* [Do this]: Set down each of the following lines verbatim, omitting the pictures from your answer.

-- Begin Source material --

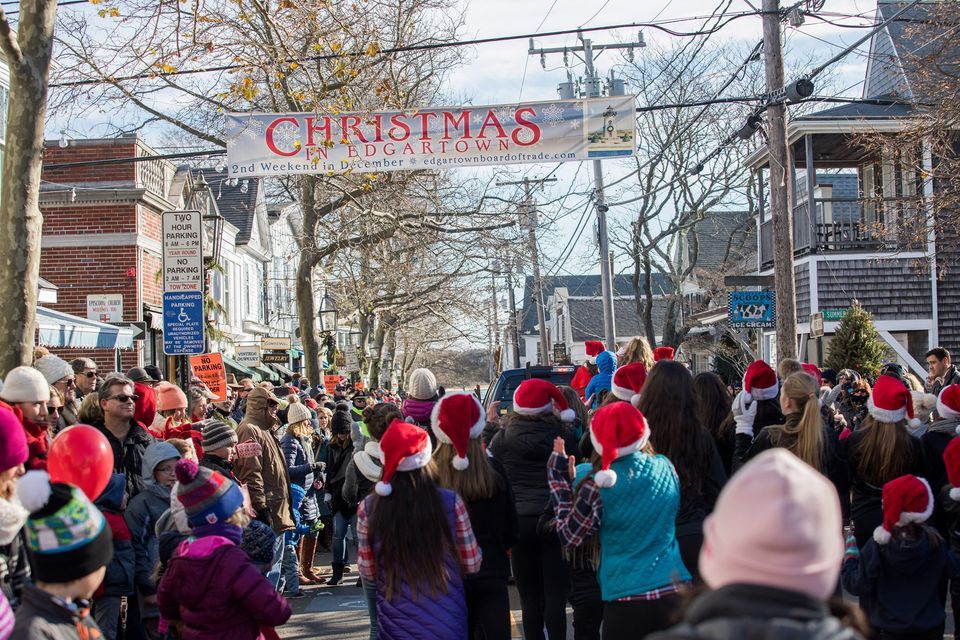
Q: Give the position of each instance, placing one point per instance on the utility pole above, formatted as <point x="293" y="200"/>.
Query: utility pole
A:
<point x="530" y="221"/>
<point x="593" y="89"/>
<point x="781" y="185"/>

-- End Source material --

* [Answer for this exercise]:
Q: Give the position of each instance, placing one point per instance on the utility pole above, formatted as <point x="293" y="200"/>.
Query: utility pole
A:
<point x="530" y="221"/>
<point x="593" y="89"/>
<point x="781" y="185"/>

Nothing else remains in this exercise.